Extract.
Nmap Announce mailing list archives

Nmap GSoC 2015 Success Report


From: Fyodor <fyodor () nmap org>
Date: Mon, 19 Oct 2015 15:38:09 -0700

Nmap hackers:

I'm pleased to report the successful completion of our 11th Google Summer
of Code.  And this year all five of our students passed!  They added many
great features and improvements which Nmap users are sure to enjoy.  Much
of their work has already been integrated in the Nmap 6.49BETA5 release
last month, and we're working to integrate even more in the upcoming stable
version.  Let's look at their accomplishments individually:

*Andrew Farabee* spent most of the summer working on proxy-related tasks.
We're talking socks4a, socks5, proxy authentication, name-based proxy
scanning, etc. One of the most exciting points was creating an experimental
system for scanning Tor hidden services (
http://seclists.org/nmap-dev/2015/q2/317). Most of this work hasn't been
merged yet, but he created a road map for doing so (
http://seclists.org/nmap-dev/2015/q3/236). He was expertly mentored by
Jacek Wielemborek who has experience working in the same code areas from
his own two summers as a GSoC student.

Given information.
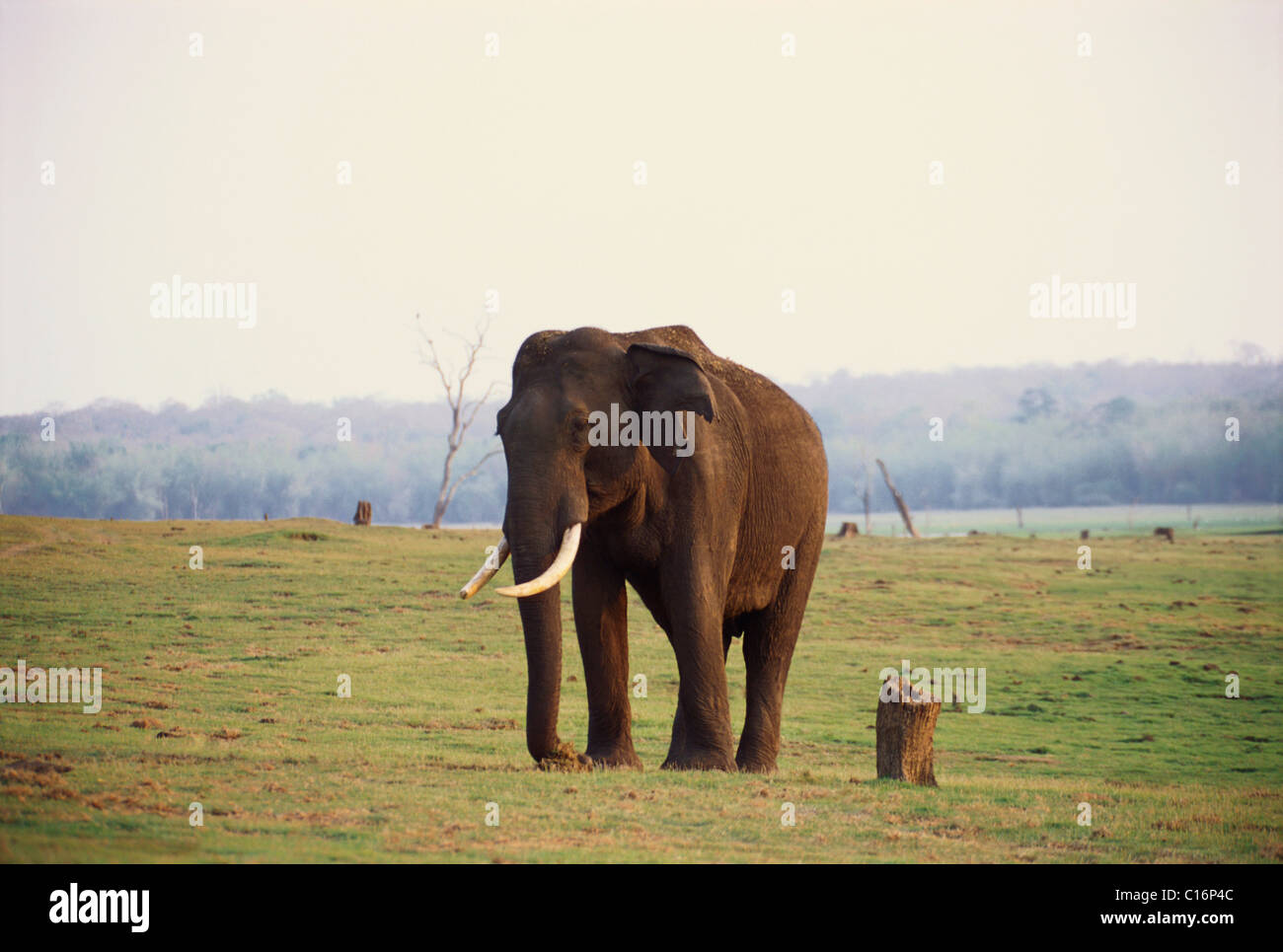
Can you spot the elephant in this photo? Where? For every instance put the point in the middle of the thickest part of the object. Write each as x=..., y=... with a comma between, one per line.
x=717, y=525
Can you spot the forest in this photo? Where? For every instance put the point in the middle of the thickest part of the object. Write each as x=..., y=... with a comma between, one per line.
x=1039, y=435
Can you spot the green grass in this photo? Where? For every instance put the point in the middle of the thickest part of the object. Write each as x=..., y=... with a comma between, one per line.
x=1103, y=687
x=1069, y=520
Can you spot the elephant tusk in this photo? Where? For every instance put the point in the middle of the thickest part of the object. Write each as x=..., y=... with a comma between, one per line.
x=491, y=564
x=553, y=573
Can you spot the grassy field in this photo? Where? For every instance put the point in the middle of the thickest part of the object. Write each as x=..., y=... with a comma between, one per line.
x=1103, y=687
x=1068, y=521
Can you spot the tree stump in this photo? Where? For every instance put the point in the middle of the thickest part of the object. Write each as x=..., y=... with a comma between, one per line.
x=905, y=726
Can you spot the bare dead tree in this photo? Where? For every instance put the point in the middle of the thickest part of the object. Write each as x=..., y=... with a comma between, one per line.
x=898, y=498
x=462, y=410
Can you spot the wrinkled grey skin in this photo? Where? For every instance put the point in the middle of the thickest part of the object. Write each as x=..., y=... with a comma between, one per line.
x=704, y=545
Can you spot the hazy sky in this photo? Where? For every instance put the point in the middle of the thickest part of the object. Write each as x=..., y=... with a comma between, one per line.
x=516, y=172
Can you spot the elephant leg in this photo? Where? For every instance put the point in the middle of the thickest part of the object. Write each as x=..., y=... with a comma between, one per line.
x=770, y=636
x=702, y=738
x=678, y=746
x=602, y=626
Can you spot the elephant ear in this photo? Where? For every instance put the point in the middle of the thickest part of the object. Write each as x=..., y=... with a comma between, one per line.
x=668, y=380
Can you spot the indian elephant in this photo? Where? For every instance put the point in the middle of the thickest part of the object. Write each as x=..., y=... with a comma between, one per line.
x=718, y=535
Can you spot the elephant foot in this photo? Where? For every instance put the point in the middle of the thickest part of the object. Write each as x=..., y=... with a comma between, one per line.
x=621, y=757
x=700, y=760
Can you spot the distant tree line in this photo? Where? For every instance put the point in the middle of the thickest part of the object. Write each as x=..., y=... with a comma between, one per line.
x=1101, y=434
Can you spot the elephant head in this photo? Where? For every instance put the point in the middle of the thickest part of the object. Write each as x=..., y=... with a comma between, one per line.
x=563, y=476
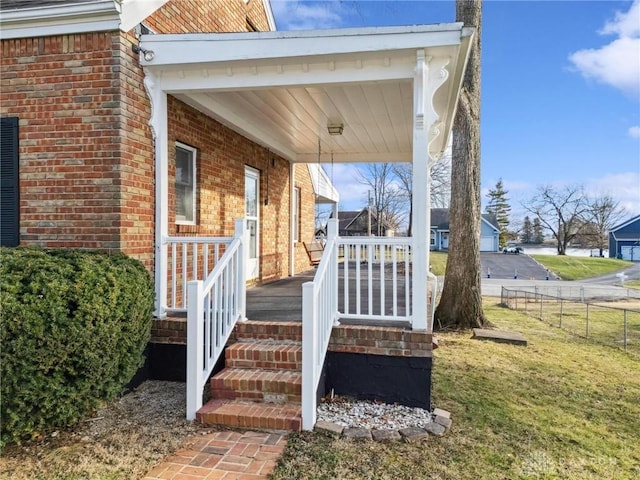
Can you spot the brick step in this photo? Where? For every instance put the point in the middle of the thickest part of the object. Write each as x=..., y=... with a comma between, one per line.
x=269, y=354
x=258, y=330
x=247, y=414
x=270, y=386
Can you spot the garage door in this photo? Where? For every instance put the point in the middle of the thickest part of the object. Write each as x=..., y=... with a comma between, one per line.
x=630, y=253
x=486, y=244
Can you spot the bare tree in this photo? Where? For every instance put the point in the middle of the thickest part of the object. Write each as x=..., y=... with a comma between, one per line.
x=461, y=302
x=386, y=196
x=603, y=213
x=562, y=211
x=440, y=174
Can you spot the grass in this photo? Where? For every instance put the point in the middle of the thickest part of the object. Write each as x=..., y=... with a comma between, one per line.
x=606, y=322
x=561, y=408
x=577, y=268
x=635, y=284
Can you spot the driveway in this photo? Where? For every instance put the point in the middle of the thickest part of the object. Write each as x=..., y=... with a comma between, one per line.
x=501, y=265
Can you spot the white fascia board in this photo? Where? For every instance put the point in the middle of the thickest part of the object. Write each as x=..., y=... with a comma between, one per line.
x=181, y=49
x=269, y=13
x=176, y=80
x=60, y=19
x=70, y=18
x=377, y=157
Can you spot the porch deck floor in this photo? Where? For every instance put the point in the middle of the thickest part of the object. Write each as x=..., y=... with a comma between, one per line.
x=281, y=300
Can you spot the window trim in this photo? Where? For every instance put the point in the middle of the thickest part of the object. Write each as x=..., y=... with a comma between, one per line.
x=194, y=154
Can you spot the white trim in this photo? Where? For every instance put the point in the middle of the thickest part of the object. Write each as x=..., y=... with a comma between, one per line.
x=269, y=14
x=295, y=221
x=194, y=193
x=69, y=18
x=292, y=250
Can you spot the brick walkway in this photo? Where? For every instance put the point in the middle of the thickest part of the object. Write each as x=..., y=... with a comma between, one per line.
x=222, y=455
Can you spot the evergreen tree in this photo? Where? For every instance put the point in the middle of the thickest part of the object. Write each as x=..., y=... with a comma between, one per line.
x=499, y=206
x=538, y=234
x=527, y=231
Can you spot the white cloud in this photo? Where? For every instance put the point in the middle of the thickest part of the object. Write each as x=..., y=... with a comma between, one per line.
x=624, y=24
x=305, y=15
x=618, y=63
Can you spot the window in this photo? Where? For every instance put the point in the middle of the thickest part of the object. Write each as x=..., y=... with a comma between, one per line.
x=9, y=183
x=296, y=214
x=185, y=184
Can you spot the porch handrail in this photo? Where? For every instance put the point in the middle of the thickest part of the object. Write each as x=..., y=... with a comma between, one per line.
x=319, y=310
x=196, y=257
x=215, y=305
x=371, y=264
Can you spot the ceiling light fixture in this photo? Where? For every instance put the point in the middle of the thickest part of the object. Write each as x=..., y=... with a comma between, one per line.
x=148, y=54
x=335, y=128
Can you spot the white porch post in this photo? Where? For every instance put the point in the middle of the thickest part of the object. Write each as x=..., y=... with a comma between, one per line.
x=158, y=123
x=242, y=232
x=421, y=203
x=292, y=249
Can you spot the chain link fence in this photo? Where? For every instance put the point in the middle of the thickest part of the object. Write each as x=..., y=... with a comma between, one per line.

Problems to solve.
- 1) Does the GSoC 2015 report above support each statement below? Answer yes or no for each, and quote the words of the report that decide it.
(a) All five students passed this year.
(b) Most of Andrew Farabee's work has already been merged.
(c) Jacek Wielemborek spent two summers as a GSoC student.
- 2) Resume the GSoC 2015 report above, starting after its last sentence.

Expected responses.
- 1)
(a) Yes: "And this year all five of our students passed!"
(b) No: "Most of this work hasn't been merged yet"
(c) Yes: "from his own two summers as a GSoC student."

- 2)
*Gioacchino Mazzurco* was a feature creeper, so he worked on a wide variety
of tasks all over the Nmap code base. Perhaps his biggest change was adding
IPv6 support to our parallel reverse DNS query system, making it much
faster. To understand why we've been working so hard on IPv6 in recent
years, just take a look at Google's IPv6 adoption stats (
https://www.google.com/intl/en/ipv6/statistics.html).  It roughly doubles
every year. Gio also cleaned up our build system and made some NSE
enhancements such as improving the creds (credentials) library and
upgrading the SNMP library and scripts to support creds.  Gio gave a talk
about his Nmap work at the BattleMesh ad-hoc networking event in Slovenia.
He worked on all this with mentor Dan Miller, and most of his code has
already been integrated into Nmap.

*Gyanendra Mishra* spent the summer improving our Nmap Scripting Engine. In
the process he wrote or improved dozens of scripts, and you can find a full
list at http://seclists.org/nmap-dev/2015/q3/237. His slaxml library
provides a long-awaited XML parsing library for Nmap and his improvements
to the HTTP library include NTLM auth support which makes scripts such as
http-brute more powerful. Gyani was also mentored by Dan Miller.

*Jiayi Ye* was also developing NSE scripts this summer, but her focus was
on vulnerability detection.  She wrote scripts for specific bug checks
(e.g. http-vuln-cve2015-1635, smtp-vuln-cve2015-0235) and also one which
uses the Tor consensus protocol to determine whether a target is listed as
a Tor node. She also hugely improved Marc Ruef's general purpose vuln
detection script (vulnscan.nse).  You can read about more of her work at
http://seclists.org/nmap-dev/2015/q3/249. She was mentored by Paulino
Calderon who literally wrote the book on NSE (
https://www.packtpub.com/networking-and-servers/mastering-nmap-scripting-engine).
Paulino also has previous experience as an Nmap GSoC student (2011).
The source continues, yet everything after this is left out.